[SHORT TASK]:
Reproduce the records below, substituting "rectangle" for every occurrence of "bounding box" and leaving everything else unchanged.

(Detection records)
┄┄┄┄┄┄
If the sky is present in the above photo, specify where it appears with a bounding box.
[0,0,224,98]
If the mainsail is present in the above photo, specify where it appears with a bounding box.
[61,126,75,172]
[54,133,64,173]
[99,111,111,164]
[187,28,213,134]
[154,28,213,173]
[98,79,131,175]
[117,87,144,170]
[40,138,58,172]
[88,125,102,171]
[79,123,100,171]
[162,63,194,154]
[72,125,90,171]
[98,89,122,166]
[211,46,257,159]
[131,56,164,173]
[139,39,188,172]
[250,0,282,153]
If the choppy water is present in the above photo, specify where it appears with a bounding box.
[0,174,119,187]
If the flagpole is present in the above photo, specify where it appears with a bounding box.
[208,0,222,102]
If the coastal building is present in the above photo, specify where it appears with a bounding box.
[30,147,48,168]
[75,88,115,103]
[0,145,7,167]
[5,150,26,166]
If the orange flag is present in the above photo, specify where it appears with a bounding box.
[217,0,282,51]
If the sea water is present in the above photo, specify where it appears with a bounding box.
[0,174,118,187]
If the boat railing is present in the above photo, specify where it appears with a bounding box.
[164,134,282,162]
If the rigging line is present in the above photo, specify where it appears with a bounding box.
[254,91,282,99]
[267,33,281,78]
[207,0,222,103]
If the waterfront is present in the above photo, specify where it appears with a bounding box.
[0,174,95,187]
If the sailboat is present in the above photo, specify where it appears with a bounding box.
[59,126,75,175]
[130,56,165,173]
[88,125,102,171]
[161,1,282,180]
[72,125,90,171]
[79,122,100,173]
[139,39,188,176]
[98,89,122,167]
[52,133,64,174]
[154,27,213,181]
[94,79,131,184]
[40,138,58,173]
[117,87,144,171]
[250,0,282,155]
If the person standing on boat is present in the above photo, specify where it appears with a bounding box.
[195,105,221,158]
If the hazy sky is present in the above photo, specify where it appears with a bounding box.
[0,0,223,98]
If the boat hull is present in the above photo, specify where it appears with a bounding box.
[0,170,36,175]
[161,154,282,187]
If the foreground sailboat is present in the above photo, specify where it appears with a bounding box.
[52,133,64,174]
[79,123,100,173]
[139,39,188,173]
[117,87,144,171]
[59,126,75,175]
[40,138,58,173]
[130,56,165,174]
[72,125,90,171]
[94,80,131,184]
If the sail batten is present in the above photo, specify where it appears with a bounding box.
┄┄┄┄┄┄
[EXERCISE ANSWER]:
If the sky is present in the above photo, specify where it appears with a rectangle.
[0,0,224,98]
If the mainsail is present in the above photo, specify where it appears with a rectangle.
[61,126,75,172]
[54,133,64,173]
[99,111,111,164]
[187,28,213,134]
[154,28,213,173]
[98,79,131,175]
[117,87,144,170]
[40,138,58,172]
[88,125,102,171]
[79,123,100,171]
[162,63,194,154]
[72,125,90,171]
[98,89,122,166]
[211,46,257,159]
[131,56,164,173]
[139,39,188,172]
[250,0,282,153]
If the choppy water is present in the above photo, specify where it appears with a rectangle.
[0,174,119,187]
If the flagpole is present in the above photo, specify where it appears with a rectangle.
[208,0,222,102]
If the coastal building is present in the above photo, specify where it appears with a rectangle.
[30,147,48,168]
[75,88,115,103]
[0,145,7,167]
[5,150,26,166]
If the orange flag is present in the above photo, specify where it appears with a rectangle.
[217,0,282,51]
If the sea water is present in the above photo, specify where it appears with a rectangle.
[0,174,118,187]
If the boat railing is present in the above photo, specify where it appears with a rectangle.
[164,134,282,162]
If the rigging line is present in the above photo, specify where it appears with a rectangle.
[254,91,282,99]
[267,33,281,78]
[207,0,222,103]
If the waterfront is present in the above photo, specify where it appears with a rectangle.
[0,174,95,187]
If the sailboat is present in the above photo, specify where it appears with a rectangle.
[59,126,75,175]
[130,56,165,173]
[88,125,102,171]
[161,1,282,180]
[72,125,90,171]
[79,122,100,173]
[139,39,188,176]
[98,89,122,167]
[52,133,64,174]
[154,27,213,181]
[94,79,131,184]
[40,138,58,173]
[117,87,144,171]
[250,0,282,155]
If the person standing on boat is present in the above photo, specify where it appears with a rectangle.
[195,105,221,158]
If the hazy sky is present in the above photo, specify where it appears with a rectangle.
[0,0,223,98]
If the boat hull is present in the above photo, specify where it appears with a rectangle.
[0,170,36,175]
[161,154,282,187]
If the foreground sailboat is present in the above photo, specify where it appears with a rectangle.
[52,133,64,174]
[79,123,100,173]
[139,39,188,173]
[117,87,144,171]
[59,126,75,175]
[40,138,58,173]
[130,56,165,174]
[72,125,90,171]
[94,80,131,184]
If the sail batten is present in the above photo, specify where it appears with a rectangle.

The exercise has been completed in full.